- _Aim of the exercise_
Go through the records below and write each one out again unchanged.

######

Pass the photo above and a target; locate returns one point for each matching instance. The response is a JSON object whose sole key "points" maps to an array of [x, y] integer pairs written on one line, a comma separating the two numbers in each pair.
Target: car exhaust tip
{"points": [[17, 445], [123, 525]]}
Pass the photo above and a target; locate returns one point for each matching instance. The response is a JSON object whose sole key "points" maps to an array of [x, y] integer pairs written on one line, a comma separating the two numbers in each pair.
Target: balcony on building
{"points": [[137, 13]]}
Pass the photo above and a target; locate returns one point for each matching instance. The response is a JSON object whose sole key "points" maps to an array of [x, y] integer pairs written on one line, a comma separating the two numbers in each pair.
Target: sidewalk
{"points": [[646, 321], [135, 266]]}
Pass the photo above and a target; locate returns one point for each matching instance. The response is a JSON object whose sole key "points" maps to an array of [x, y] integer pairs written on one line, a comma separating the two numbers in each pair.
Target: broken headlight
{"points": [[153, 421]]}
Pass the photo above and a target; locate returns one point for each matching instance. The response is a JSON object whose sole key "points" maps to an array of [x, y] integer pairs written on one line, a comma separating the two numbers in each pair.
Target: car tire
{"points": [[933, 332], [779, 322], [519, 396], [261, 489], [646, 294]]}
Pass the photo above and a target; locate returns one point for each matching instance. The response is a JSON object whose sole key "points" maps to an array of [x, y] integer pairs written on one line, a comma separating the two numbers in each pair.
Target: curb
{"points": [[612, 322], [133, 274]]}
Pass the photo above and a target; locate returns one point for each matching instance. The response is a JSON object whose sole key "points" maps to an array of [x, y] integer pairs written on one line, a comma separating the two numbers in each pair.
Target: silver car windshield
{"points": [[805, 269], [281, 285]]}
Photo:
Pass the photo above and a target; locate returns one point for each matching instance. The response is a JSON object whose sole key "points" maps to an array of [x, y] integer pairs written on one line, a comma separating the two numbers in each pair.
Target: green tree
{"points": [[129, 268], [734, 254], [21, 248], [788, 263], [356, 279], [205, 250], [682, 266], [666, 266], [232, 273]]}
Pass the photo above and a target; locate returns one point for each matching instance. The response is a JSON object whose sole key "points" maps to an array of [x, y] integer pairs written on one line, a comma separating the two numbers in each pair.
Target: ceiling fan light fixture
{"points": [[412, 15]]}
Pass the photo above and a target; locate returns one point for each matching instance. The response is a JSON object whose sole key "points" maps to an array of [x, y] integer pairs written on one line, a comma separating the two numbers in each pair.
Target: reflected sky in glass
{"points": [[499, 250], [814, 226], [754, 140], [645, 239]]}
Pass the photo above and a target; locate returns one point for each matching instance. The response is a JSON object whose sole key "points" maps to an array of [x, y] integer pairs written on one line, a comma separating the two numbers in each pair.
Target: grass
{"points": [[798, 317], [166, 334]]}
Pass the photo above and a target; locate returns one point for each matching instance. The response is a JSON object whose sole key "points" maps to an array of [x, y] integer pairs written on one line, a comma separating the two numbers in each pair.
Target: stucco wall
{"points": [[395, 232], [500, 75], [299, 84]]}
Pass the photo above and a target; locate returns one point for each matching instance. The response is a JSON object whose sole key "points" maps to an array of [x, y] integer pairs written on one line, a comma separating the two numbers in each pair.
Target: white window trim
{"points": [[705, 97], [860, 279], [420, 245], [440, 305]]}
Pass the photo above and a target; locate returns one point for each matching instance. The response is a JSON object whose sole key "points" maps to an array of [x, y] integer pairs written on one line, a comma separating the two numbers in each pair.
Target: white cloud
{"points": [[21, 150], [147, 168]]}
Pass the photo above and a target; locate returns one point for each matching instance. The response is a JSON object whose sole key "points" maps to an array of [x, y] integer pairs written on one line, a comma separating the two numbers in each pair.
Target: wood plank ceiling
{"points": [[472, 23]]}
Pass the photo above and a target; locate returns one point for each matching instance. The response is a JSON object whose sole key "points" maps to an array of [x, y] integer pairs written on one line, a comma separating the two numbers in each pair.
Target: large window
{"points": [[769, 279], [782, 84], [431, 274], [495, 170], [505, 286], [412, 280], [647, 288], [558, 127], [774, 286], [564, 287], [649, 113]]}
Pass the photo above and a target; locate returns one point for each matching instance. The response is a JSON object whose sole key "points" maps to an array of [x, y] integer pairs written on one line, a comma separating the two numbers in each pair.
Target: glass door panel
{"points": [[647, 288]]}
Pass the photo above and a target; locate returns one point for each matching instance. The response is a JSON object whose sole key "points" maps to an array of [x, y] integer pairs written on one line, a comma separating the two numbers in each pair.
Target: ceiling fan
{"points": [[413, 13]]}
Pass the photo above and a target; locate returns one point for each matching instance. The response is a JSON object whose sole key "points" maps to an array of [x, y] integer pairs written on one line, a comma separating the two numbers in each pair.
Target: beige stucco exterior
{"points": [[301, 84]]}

######

- _Solution for this exercise_
Pass the photo above and a target; locate returns one point for each matching instance. The response is a JSON object whose sole key "points" maps to an array of [x, y] integer pairs written on one line, a comma separating the two numbers in each pair.
Target: car exhaust tip
{"points": [[17, 445], [123, 525]]}
Pass the photo above and a target; locate returns one point for each matching instance. The response is a JSON object whose sole key "points" maps to an array of [x, y] integer pairs written on one line, a comma separating the two numbers in each pair.
Target: balcony on building
{"points": [[137, 13]]}
Pass the photo above and a target; locate returns one point for each matching instance. The response is a JSON object whose sole key "points" maps to an array of [x, y] integer pairs written on one line, a comma separating the two numbers in each pair.
Target: sidewalk
{"points": [[646, 321], [135, 266]]}
Pass the photo above and a target; locate returns one point for each matching instance. The response is a JSON object whose sole key "points" maps to an array of [x, y] integer pairs written on one line, a comma separating the two numbers in each pair.
Target: broken headlight
{"points": [[153, 421]]}
Pass the photo above and a target; locate returns one point for each matching instance. The response is a JSON object whose sole key "points" maps to an array of [x, y] integer pairs written on one line, a comma separating the two numbers in each pair.
Target: car tire
{"points": [[933, 332], [779, 322], [519, 396], [261, 489], [646, 294]]}
Pass the photo above and a target; locate returns one point for each matching instance. The response is a JSON object whose sole key "points" maps to an array of [x, y] integer pairs written on one line, a comma separating the two numbers in each pair.
Target: curb
{"points": [[612, 322], [133, 274]]}
Pass the photo above and a target; locate returns one point for each matching instance. The response is a JSON object whose sole key "points" maps to an array of [x, y] integer pairs written on one line, a comma separating the two numbers in each pair.
Target: silver car windshield
{"points": [[805, 269], [281, 285]]}
Photo:
Pass the photo above and a target; locate returns one point for each matching instance. The response is a JSON object whose sole key "points" maps to an array of [x, y] integer pairs written on one line, a comma separating the two numbers in each pair.
Target: green tree
{"points": [[129, 268], [734, 254], [21, 248], [788, 263], [356, 279], [205, 250], [682, 266], [666, 266], [232, 273]]}
Pass the photo above and a target; locate returns one point for each matching instance. The response is a JSON object whose sole key "points" maps to an array of [x, y] integer pairs written on one line, a comma separating the two numbers in each pair.
Target: ceiling fan light fixture
{"points": [[412, 15]]}
Pass the photo above and a target; locate returns one point for each matching instance. The response is a JSON object whose sole key "points" maps to an array of [x, y] integer pairs written on one line, a comma separating the two numbers in each pair.
Target: reflected sky in glass
{"points": [[499, 250], [814, 226], [754, 140], [645, 239]]}
Pass the photo above and a target; locate returns one point for each matching instance. The response is a JSON object whose sole key "points" maps to an array of [x, y] integer pairs written on one line, a comma separating the two numbers in each pair.
Target: grass
{"points": [[798, 317], [166, 334]]}
Pass the photo above and a target; locate returns one point for each matching instance. The response is a JSON object whose sole key "points" maps to an array of [x, y] integer pairs written on one line, a comma separating the two numbers in each pair.
Target: stucco wall
{"points": [[395, 232], [500, 75], [299, 84]]}
Pass the photo above and a target; locate returns one point for each matching instance. The response is a JSON object whose sole key "points" maps to an array of [x, y] integer pairs written on one line, a comma separating the two numbers in each pair.
Target: white window trim
{"points": [[705, 97], [860, 279], [420, 245], [440, 305]]}
Pass the photo above and a target; locate returns one point for each matching instance. The response is a JSON object whose sole key "points" maps to an array of [x, y] integer pairs written on one line, a comma separating the two numbers in each pair.
Target: white cloud
{"points": [[21, 150], [147, 168]]}
Pass the photo above and a target; locate returns one point for each matching instance. The response is a JSON object whose sole key "points" maps to an array of [x, y] integer pairs written on one line, a comma separating the two numbers in each pair.
Target: wood plank ceiling
{"points": [[472, 23]]}
Pass the photo above and a target; locate returns one point for each matching instance. The response is a JSON object whose sole key "points" maps to an array of [x, y] integer pairs written on one line, a comma separating the two numbers in each pair.
Target: large window
{"points": [[769, 279], [782, 84], [431, 274], [495, 170], [505, 286], [412, 280], [647, 288], [558, 127], [774, 286], [564, 287], [649, 113]]}
Pass the photo above and a target; locate returns one point for each matching instance. The response is a JSON object whose sole key "points" maps to an array of [x, y] integer pairs written on one line, a comma separating the two numbers in each pair.
Target: glass door panel
{"points": [[647, 288]]}
Pass the photo above and a target; locate returns one point for each matching instance. The response is a JSON object whose sole key "points" maps to an array of [x, y] integer pairs written on one line, a comma separating the two numbers in each pair.
Target: ceiling fan
{"points": [[413, 13]]}
Pass the photo above and a target; locate returns one point for each matching instance. The response is a JSON object whose sole key "points" maps to an array of [x, y] integer pairs written on one line, a comma separating the two numbers in each pair.
Target: beige stucco exterior
{"points": [[301, 84]]}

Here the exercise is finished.